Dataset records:
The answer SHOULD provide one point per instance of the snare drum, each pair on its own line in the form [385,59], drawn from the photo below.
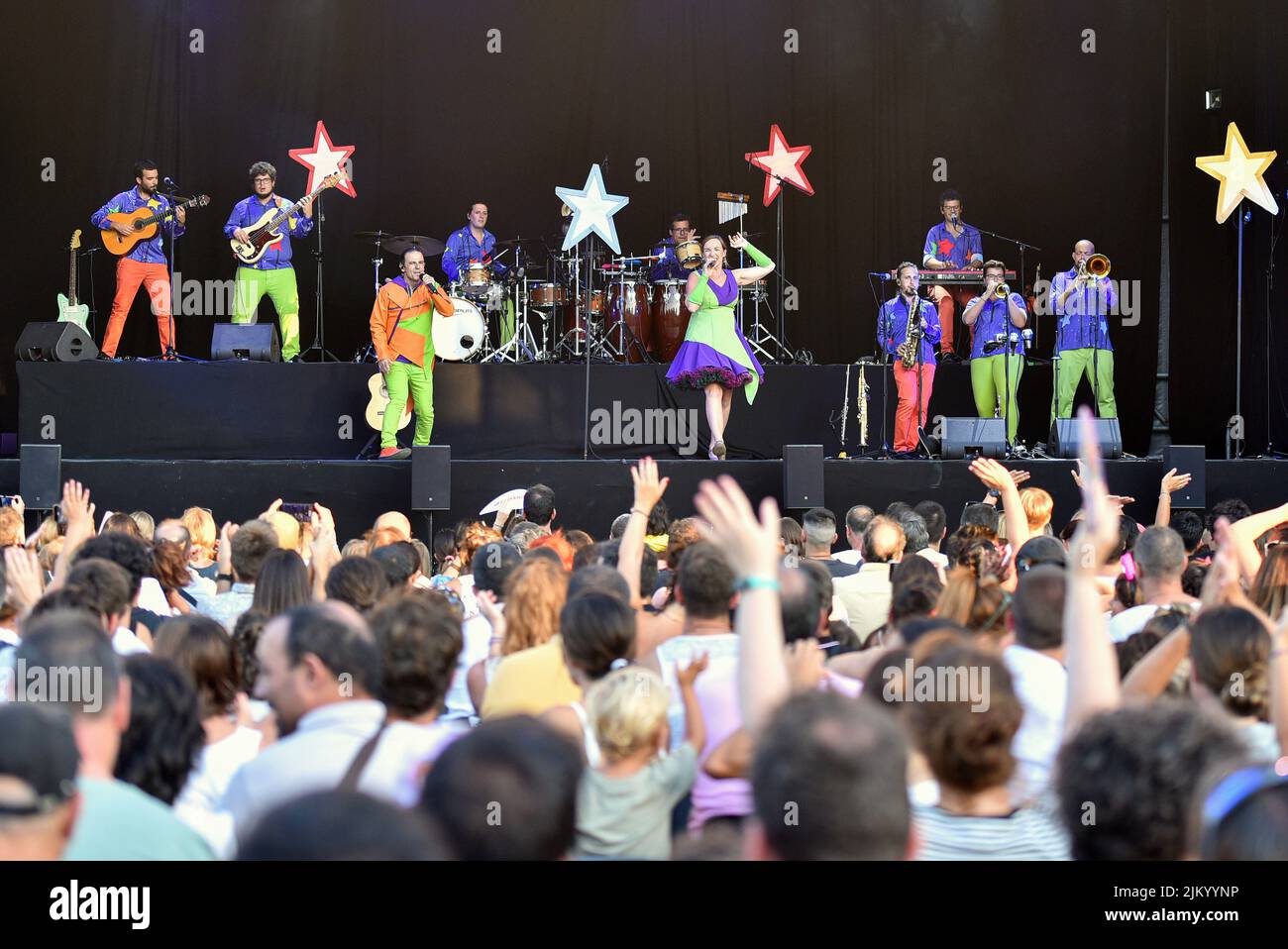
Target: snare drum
[690,254]
[459,336]
[670,318]
[546,295]
[627,307]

*Exercise objective:*
Rewrite the listing above, swapping every "snare drum" for "bass drum" and leaving everything else unchanged. Omit the pictures from your answer.

*Result of this exercise:*
The answer SHOULD provide one point per instance of the bass drum, each pair on its own line in the form [385,59], drawn from the photo below.
Target: bass drum
[690,254]
[459,336]
[670,318]
[546,295]
[627,307]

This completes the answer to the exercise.